> **Task details**:
Collect all lines below with the string "green".

> **Exercise inputs**:
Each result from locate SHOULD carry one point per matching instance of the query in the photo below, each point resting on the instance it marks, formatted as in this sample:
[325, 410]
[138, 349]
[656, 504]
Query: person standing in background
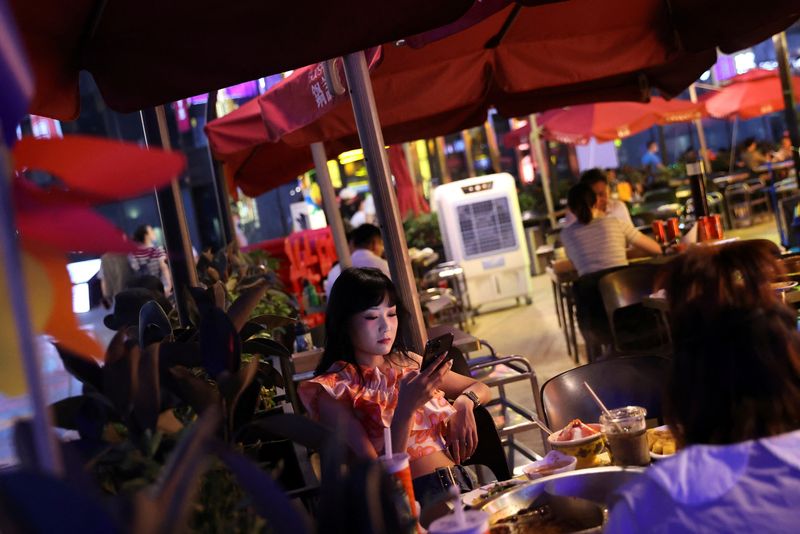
[150, 258]
[651, 162]
[115, 272]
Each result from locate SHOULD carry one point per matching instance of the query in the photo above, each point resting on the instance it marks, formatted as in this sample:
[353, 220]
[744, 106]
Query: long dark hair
[736, 367]
[581, 199]
[355, 290]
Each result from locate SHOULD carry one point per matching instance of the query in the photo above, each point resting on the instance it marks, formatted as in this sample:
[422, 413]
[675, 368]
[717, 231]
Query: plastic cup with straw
[602, 406]
[624, 429]
[461, 521]
[397, 464]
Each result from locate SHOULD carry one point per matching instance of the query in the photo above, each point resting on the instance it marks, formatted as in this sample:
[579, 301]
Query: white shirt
[361, 257]
[615, 208]
[599, 245]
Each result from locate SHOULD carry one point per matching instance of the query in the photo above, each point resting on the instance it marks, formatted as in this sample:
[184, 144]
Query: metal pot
[578, 495]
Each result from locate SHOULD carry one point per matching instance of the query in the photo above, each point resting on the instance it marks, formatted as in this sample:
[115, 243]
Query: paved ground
[531, 331]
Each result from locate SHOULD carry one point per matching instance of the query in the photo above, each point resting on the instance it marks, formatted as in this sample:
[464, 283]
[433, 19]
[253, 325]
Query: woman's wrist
[463, 402]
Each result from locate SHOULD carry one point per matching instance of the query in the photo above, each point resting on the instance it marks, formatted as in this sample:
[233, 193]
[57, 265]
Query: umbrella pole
[544, 169]
[173, 216]
[701, 133]
[218, 180]
[441, 148]
[331, 206]
[377, 161]
[466, 136]
[48, 456]
[789, 107]
[733, 144]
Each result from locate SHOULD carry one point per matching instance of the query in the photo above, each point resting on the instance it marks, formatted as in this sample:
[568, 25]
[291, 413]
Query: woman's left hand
[462, 433]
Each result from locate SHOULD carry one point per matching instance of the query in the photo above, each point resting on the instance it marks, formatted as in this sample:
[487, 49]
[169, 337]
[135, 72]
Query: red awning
[148, 52]
[552, 55]
[750, 95]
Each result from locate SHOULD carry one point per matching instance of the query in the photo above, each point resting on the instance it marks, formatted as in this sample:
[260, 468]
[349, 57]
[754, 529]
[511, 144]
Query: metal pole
[371, 136]
[701, 134]
[441, 149]
[330, 205]
[789, 106]
[733, 144]
[173, 216]
[47, 453]
[544, 167]
[491, 141]
[466, 136]
[218, 179]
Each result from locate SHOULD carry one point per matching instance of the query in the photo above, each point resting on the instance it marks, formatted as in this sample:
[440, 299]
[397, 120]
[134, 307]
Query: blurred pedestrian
[115, 272]
[149, 258]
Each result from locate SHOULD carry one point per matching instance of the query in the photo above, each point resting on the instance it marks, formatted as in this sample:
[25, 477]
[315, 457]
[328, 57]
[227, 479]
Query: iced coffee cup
[398, 466]
[475, 522]
[624, 429]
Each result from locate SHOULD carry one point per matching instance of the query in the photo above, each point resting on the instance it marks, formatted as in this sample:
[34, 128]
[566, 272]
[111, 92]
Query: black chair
[591, 312]
[635, 328]
[635, 380]
[490, 447]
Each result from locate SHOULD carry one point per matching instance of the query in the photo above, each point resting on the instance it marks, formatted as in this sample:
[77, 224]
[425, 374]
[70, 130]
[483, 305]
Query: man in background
[366, 243]
[150, 259]
[598, 181]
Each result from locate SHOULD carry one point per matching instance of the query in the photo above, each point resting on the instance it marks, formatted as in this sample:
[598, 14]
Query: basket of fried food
[661, 442]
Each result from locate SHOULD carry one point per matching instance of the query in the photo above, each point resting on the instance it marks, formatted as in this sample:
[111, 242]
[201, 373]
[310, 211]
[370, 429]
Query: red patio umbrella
[606, 121]
[143, 53]
[750, 95]
[580, 51]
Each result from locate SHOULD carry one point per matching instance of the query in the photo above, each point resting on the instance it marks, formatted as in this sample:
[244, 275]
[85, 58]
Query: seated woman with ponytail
[596, 241]
[596, 244]
[368, 381]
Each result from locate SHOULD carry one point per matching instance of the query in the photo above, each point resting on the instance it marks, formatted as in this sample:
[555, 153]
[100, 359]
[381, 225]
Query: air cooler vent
[486, 227]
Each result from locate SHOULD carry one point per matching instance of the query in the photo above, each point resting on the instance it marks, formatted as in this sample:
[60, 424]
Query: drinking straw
[542, 426]
[601, 405]
[458, 507]
[387, 442]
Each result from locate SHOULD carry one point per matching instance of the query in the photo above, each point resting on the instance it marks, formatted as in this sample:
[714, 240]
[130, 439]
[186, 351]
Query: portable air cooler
[482, 231]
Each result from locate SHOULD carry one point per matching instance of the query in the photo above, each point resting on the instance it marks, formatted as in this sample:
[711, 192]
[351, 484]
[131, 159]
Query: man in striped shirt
[150, 259]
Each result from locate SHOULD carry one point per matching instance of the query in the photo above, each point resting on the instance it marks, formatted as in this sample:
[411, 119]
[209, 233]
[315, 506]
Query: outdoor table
[461, 340]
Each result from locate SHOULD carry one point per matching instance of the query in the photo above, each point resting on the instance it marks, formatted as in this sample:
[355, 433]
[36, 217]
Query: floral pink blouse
[374, 403]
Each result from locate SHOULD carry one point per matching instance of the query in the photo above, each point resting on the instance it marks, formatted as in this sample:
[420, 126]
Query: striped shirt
[599, 245]
[147, 260]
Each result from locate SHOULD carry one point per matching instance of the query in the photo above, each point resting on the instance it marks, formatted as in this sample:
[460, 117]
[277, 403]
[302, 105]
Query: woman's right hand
[417, 387]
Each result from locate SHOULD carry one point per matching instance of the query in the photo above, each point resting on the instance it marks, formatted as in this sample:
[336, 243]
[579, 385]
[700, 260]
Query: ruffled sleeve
[340, 385]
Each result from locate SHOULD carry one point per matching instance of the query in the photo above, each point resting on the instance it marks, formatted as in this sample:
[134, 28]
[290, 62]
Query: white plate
[656, 456]
[477, 495]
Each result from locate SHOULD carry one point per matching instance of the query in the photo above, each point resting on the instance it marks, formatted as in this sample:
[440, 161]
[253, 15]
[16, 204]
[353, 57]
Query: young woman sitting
[368, 381]
[732, 403]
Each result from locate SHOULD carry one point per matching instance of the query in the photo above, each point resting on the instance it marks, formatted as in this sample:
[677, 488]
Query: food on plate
[576, 429]
[552, 514]
[486, 493]
[583, 441]
[554, 462]
[661, 441]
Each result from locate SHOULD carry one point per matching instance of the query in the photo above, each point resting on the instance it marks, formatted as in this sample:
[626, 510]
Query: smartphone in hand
[436, 347]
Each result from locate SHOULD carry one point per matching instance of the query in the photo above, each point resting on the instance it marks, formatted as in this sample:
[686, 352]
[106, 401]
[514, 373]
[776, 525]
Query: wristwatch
[473, 397]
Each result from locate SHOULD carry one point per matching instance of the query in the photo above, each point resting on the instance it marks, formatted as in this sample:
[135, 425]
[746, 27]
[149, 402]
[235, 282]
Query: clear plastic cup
[475, 522]
[625, 434]
[398, 465]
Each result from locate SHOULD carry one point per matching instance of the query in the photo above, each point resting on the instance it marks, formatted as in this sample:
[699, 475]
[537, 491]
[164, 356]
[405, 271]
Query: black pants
[432, 488]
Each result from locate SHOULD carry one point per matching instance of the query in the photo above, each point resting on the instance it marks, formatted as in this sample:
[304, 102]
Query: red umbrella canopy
[750, 95]
[606, 121]
[552, 55]
[148, 52]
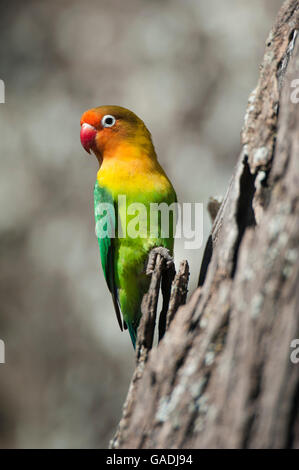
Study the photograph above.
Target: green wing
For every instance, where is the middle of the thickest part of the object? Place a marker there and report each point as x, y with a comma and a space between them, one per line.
105, 218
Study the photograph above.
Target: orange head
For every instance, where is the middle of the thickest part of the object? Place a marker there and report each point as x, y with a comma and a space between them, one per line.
106, 128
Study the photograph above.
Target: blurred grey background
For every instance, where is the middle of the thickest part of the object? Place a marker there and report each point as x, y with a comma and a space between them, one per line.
186, 67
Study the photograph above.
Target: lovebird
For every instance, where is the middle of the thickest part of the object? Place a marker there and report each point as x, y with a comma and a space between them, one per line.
128, 171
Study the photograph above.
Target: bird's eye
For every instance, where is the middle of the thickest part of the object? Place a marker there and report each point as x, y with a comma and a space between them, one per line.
108, 120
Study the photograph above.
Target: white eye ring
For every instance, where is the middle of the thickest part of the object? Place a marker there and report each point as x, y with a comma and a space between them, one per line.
108, 120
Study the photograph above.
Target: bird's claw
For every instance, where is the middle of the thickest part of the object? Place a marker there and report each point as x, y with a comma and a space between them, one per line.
164, 252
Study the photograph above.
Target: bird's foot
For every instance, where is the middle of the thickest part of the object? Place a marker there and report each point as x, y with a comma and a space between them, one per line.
165, 253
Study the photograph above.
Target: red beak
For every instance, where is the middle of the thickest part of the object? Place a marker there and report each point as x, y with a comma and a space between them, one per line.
87, 136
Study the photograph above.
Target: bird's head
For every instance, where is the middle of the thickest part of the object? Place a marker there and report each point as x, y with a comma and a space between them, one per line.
106, 129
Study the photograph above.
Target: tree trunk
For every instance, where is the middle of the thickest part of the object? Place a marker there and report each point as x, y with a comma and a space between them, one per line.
222, 376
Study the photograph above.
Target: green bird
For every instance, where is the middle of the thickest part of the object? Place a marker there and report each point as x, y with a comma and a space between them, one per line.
129, 176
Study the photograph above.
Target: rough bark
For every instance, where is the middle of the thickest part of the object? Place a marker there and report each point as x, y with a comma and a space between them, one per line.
221, 377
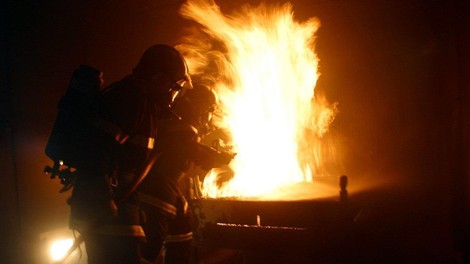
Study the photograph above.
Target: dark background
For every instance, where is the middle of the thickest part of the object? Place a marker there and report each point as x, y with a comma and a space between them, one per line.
398, 69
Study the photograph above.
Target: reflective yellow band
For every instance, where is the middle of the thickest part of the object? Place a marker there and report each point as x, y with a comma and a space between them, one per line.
142, 141
179, 238
111, 129
121, 230
148, 199
120, 136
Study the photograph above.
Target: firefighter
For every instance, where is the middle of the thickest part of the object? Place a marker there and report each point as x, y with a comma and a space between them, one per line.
104, 208
168, 219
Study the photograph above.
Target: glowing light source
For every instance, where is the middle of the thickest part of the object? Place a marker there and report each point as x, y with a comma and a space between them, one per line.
59, 247
263, 65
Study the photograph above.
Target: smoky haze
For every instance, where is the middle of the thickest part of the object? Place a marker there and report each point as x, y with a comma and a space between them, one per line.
396, 69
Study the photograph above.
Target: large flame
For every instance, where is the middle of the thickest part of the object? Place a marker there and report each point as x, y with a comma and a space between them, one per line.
263, 66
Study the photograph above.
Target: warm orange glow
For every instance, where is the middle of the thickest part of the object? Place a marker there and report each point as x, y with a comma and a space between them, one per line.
265, 74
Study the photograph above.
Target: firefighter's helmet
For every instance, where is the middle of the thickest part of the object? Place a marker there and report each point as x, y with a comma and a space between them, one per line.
161, 58
197, 106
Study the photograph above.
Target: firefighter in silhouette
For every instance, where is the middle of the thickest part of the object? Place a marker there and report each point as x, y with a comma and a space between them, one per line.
104, 208
168, 225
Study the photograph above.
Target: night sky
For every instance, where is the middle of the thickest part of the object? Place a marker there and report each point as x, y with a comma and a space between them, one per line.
399, 71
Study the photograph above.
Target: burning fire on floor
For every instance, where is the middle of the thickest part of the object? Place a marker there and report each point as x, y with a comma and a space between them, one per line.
263, 65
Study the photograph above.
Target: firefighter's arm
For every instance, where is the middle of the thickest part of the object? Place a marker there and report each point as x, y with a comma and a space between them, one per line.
209, 158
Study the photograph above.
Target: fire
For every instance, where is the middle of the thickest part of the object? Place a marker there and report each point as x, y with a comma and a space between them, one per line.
263, 66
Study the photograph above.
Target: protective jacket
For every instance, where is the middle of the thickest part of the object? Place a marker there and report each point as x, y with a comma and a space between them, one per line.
124, 133
167, 212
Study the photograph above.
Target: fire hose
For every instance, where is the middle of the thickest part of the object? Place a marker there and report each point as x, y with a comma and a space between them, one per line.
133, 186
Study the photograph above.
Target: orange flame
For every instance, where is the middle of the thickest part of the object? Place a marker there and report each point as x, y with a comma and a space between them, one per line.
263, 66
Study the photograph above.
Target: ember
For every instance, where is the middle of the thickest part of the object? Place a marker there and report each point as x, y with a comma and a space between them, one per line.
263, 65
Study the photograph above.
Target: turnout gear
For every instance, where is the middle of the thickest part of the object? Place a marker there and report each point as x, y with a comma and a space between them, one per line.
117, 152
168, 225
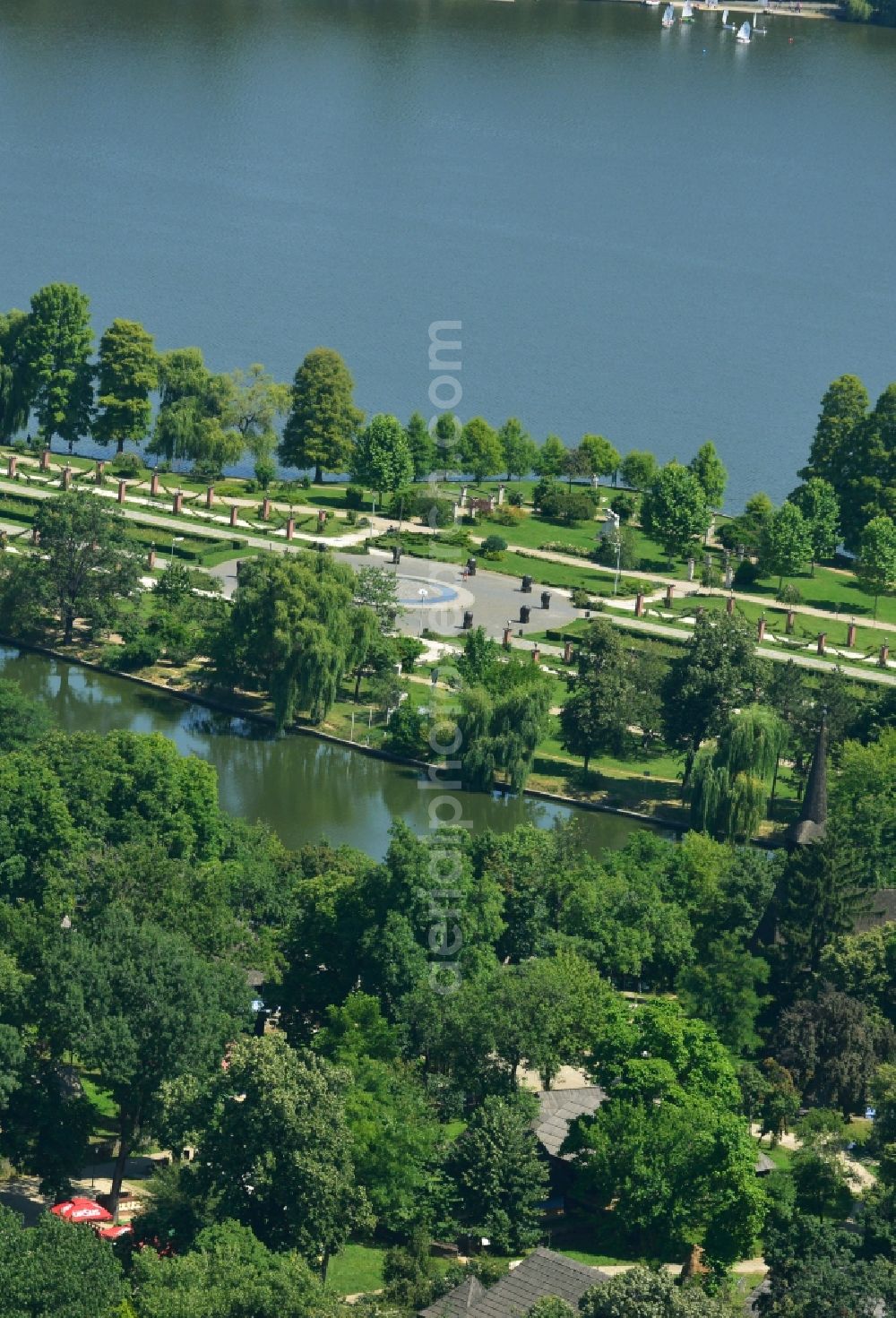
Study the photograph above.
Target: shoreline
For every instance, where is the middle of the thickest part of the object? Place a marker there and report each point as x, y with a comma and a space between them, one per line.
194, 697
808, 10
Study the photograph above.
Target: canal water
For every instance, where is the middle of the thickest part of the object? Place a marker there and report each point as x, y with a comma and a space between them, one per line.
661, 237
303, 788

> **Response to the task**:
Target: green wing
Target: green bird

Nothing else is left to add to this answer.